*Reading text*:
At present this sense runs through every area of gender practice, penetrating imagination and action alike. The naturalization of gender is the basic mechanism of sexual ideology. A leaden fatality invests the division of labour: ‘woman’s work’, ‘a man’s responsibilities’. A sharper-edged fatality of cathexis is central to Western culture’s treatment of the theme of love, from the Medea to Casablanca. A sense of the psychological fatality of gender is

expressed in the doctrine of sexual character.

Given this, a society that eliminated sex inequality by the recomposition of gender must have a different structure of feeling. Much of the cultural inheritance will then only be recoverable as history, by a shift back into alien frames of thought. Not wholly alien, of course; there will still be love, hatred, jealousy and divided loyalties to keep life interesting. But they will be experienced as relationships between personal projects rather than as fatality. This may mean they have less cultural power. The sense of fatality is not a passive consciousness but a lever on experience and action, a generator (to change the metaphor) of tragedy and exhilaration. If it narrows the world it also makes parts of it more intense.

At that cost, a recomposed human society will gain a degree of practical equality never yet achieved, and an enormous enrichment of its cultural resources. This enrichment is worth spelling out. First there are more players in the game. The ‘equal opportunity’ argument that sex discrimination wastes human resources is, with all its limitations, correct — and can be extended far beyond the issue of employment. Second, the free reworking of gender relations which are at present strongly constrained, and psychological and cultural patterns at present strongly stylized, geometrically increases the possibilities of experience and invention. Hermaphro­ditism or androgyny is hardly even a beginning. Third, and perhaps most important, the emotional dimensions of life that are opened up for exploration in a sexually equal society are more complex than those of our own society because of the greater possibilities of creation and diversity. Love between equals is no less passionate than love under the star of gender inequality. It will be differently passionate as the business of protection and dependence is dispensed with. These themes in relationships will perhaps be replaced by the excitement of the unknown and unpredictable, and of constructing futures that are genuinely without preordained limits. Love will also have new difficulties, such as problems of constructing new forms of reciprocity and of balancing commitment with personal invention.

*Supplied data*:
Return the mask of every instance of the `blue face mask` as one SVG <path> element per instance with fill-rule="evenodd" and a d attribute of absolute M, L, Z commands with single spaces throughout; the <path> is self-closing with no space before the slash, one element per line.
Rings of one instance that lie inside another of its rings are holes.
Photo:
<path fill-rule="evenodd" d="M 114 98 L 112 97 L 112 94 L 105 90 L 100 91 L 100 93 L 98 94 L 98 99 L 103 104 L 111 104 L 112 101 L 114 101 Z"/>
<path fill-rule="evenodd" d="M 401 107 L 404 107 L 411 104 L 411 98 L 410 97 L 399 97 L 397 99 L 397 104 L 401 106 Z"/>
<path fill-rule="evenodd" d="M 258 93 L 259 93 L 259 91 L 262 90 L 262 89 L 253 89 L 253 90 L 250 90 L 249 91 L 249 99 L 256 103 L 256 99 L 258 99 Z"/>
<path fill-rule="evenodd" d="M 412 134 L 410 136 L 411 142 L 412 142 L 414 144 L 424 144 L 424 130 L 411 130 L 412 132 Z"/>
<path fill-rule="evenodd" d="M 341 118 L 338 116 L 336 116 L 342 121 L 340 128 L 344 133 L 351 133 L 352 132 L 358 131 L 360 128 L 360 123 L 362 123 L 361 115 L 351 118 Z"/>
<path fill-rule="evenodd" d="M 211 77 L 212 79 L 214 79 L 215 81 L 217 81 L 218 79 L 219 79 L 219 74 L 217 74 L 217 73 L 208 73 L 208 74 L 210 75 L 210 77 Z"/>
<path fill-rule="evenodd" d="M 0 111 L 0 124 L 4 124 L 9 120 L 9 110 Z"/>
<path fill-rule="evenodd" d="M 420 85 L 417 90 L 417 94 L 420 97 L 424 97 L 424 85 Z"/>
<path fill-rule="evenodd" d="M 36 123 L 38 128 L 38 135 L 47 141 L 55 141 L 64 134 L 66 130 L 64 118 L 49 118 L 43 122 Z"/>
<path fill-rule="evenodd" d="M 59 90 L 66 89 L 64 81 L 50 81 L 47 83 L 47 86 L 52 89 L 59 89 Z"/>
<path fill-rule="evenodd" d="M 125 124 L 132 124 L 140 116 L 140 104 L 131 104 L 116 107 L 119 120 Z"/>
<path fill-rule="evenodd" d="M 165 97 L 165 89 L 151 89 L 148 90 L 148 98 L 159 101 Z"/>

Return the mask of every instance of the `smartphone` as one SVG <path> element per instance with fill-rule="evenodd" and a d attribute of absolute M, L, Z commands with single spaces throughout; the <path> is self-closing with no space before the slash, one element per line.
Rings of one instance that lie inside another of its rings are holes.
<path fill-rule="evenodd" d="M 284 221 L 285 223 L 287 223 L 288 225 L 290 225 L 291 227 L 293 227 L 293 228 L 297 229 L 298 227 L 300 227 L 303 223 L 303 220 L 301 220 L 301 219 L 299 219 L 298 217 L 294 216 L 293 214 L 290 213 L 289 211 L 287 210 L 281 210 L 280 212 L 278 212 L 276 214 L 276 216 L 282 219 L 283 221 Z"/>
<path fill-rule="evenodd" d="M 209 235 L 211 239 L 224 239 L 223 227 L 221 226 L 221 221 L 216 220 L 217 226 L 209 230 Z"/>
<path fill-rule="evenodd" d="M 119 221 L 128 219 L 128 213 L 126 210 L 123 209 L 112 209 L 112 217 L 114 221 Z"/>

*Tasks*:
1 – In the passage on gender, what is named as the basic mechanism of sexual ideology?
2 – Repeat the passage on gender word for word, between "expressed in the" and "it more intense.", inclusive.

*Answer set*:
1 – The naturalization of gender.

2 –
expressed in the doctrine of sexual character.

Given this, a society that eliminated sex inequality by the recomposition of gender must have a different structure of feeling. Much of the cultural inheritance will then only be recoverable as history, by a shift back into alien frames of thought. Not wholly alien, of course; there will still be love, hatred, jealousy and divided loyalties to keep life interesting. But they will be experienced as relationships between personal projects rather than as fatality. This may mean they have less cultural power. The sense of fatality is not a passive consciousness but a lever on experience and action, a generator (to change the metaphor) of tragedy and exhilaration. If it narrows the world it also makes parts of it more intense.